_Stored data entries_.

··········

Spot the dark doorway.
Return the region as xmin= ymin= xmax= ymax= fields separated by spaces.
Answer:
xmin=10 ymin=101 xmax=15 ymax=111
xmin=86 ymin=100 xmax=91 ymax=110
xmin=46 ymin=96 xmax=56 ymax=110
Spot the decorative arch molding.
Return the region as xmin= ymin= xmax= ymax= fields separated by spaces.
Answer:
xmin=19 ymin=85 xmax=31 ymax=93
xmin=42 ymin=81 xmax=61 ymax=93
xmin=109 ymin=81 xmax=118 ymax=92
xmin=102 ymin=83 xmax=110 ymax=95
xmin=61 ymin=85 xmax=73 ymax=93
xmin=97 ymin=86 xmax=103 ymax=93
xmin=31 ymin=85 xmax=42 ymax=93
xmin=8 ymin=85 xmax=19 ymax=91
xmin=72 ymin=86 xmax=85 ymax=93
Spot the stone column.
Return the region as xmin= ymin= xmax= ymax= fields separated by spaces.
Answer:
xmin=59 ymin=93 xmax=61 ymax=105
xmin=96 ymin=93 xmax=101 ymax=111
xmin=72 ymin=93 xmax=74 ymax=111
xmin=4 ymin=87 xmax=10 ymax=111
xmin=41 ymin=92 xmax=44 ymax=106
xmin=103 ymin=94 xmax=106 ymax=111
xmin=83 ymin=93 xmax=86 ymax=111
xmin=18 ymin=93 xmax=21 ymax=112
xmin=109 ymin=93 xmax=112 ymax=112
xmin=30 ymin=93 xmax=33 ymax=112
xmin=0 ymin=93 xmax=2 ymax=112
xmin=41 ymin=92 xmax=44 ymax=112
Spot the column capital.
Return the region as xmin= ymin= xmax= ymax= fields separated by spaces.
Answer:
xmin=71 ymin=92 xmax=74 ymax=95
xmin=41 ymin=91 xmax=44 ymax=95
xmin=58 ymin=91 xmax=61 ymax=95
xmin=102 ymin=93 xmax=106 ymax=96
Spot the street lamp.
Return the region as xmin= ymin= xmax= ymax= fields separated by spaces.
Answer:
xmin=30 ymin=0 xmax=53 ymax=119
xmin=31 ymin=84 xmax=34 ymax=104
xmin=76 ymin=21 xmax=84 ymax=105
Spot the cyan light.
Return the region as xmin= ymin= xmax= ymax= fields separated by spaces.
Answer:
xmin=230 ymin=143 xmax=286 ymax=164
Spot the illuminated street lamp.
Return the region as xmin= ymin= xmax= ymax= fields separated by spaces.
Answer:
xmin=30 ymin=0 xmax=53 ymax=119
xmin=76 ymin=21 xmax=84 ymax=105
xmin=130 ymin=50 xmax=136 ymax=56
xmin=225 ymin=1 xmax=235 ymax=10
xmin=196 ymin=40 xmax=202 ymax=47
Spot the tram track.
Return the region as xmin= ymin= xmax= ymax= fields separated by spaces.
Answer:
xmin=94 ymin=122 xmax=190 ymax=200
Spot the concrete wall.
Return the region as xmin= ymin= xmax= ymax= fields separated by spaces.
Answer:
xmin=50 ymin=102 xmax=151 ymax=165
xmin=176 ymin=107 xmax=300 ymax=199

··········

_EXERCISE DIRECTIONS_.
Return the rows word for word, starting at the very first row and ending at the line that contains "xmin=230 ymin=143 xmax=286 ymax=164", with both of those lines included.

_RESULT_.
Spot the dark doorway.
Return the region as xmin= ymin= xmax= ymax= fields separated by spaces.
Answer:
xmin=10 ymin=101 xmax=15 ymax=111
xmin=86 ymin=100 xmax=91 ymax=110
xmin=46 ymin=96 xmax=56 ymax=110
Spot the decorative arch molding.
Return the region as xmin= ymin= xmax= ymax= fields separated by spaces.
Answer:
xmin=19 ymin=85 xmax=31 ymax=93
xmin=42 ymin=81 xmax=61 ymax=93
xmin=109 ymin=81 xmax=118 ymax=92
xmin=102 ymin=83 xmax=110 ymax=95
xmin=61 ymin=85 xmax=73 ymax=93
xmin=97 ymin=86 xmax=103 ymax=93
xmin=31 ymin=85 xmax=42 ymax=93
xmin=8 ymin=85 xmax=19 ymax=91
xmin=72 ymin=86 xmax=85 ymax=93
Spot the stone column.
Return the region as xmin= ymin= xmax= ymax= fields separated by spaces.
Answer:
xmin=59 ymin=93 xmax=61 ymax=105
xmin=96 ymin=93 xmax=101 ymax=111
xmin=72 ymin=93 xmax=74 ymax=111
xmin=4 ymin=87 xmax=10 ymax=111
xmin=41 ymin=92 xmax=44 ymax=106
xmin=103 ymin=94 xmax=106 ymax=111
xmin=83 ymin=93 xmax=86 ymax=111
xmin=18 ymin=93 xmax=21 ymax=112
xmin=109 ymin=93 xmax=112 ymax=112
xmin=30 ymin=93 xmax=33 ymax=112
xmin=0 ymin=93 xmax=2 ymax=112
xmin=41 ymin=92 xmax=44 ymax=112
Spot the column capital.
Return the region as xmin= ymin= xmax= ymax= fields separated by spaces.
Answer:
xmin=71 ymin=92 xmax=74 ymax=95
xmin=41 ymin=91 xmax=44 ymax=95
xmin=58 ymin=91 xmax=61 ymax=95
xmin=102 ymin=93 xmax=106 ymax=96
Spot the street lamp.
Return the region as xmin= ymin= xmax= ymax= fields separated by spaces.
Answer:
xmin=30 ymin=0 xmax=53 ymax=119
xmin=31 ymin=84 xmax=34 ymax=104
xmin=76 ymin=21 xmax=84 ymax=105
Spot the cyan light.
Return the region as xmin= ymin= xmax= ymax= fields separated by spaces.
Answer:
xmin=230 ymin=143 xmax=286 ymax=164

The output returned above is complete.